___ Given text ___

# Checkertails - Part 1 - The Legend of the 325th Fighter Group - Free video



## Mysticpuma (Mar 3, 2011)

This is Part 1 of a Two-Part Documentary I have created, detailing the story of the 325th Fighter Group "The Checkertail Clan" who fought in the Mediterranean Theatre of Operations.

This has taken 3-years of research, which has included the discovery of new, never before seen footage and photos supplied by the surviving members of the now Legendary Fighter Group.

Created using WW2 footage, archive photos, the footage and pictures detailed above, as-well as interviews filmed in the US with surviving Veterans, this is Part 1 of a comprehensive history detailing the exploits of "The Checkertail Clan".

You can watch it here:

Checkertails - Part 1 - The Legend of the 325th Fighter Group - Videos by Mysticpuma - Now showing Checkertails Part1 - blip.tv

For more information and if you would like to download a DVD, High-Quality version, please go to this link and follow the instructions.

___

Task 1:
Gather every line from the rows below that contains the string "rock", matching case exactly.

___ Data rows ___

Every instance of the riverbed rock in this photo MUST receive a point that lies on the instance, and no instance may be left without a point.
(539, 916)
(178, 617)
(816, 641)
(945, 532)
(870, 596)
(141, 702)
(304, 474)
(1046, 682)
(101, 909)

___

Task 2:
From the Checkertails post above, reproduce word for word the stretch from "This is Part 1 of a Two-Part" through "Theatre of Operations.".

Worked solution 1:
Every instance of the riverbed rock in this photo MUST receive a point that lies on the instance, and no instance may be left without a point.

Worked solution 2:
This is Part 1 of a Two-Part Documentary I have created, detailing the story of the 325th Fighter Group "The Checkertail Clan" who fought in the Mediterranean Theatre of Operations.